**SET EXERCISE**
Rewrite the records below as a numbered list with no blank lines, and leave out the pictures.

**ROWS**

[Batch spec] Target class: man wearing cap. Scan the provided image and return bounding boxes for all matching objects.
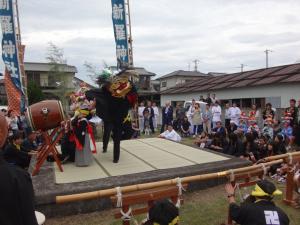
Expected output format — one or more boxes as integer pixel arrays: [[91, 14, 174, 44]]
[[225, 180, 289, 225]]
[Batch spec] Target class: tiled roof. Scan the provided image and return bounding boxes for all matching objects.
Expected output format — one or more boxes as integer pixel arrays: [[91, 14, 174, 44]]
[[157, 70, 211, 80], [161, 63, 300, 94]]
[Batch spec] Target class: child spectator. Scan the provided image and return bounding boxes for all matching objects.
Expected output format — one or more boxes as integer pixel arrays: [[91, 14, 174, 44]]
[[180, 116, 191, 137]]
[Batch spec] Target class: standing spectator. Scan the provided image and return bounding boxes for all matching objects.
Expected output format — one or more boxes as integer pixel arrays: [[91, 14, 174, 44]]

**SOLUTION TO THIS PROBLEM**
1. [Batch spec] Target class: man wearing cap. Scan the provided image and return bounding boxes for all matching objects.
2. Expected output format — one or more boxes as integer pixel arrays: [[91, 14, 174, 44]]
3. [[225, 180, 289, 225]]
4. [Batch spec] Target class: tiled roof. Scan the provided image and return bounding boxes for all matching objects.
5. Expected output format — one or more boxes as integer pixel arrays: [[91, 14, 174, 44]]
6. [[157, 70, 211, 80], [161, 63, 300, 94]]
7. [Batch spec] Target class: child spectator. Scan the provided image and return bounding boxes for all matching objects.
8. Expected output format — one or more boxes as integer pixel arrays: [[91, 14, 174, 44]]
9. [[180, 116, 191, 137]]
10. [Batch spec] Target class: standing spectator. Scan the provided image and return bounding boxes for all matching objects.
11. Expected output format — one or more boxes as integer pixel arrays: [[91, 14, 174, 44]]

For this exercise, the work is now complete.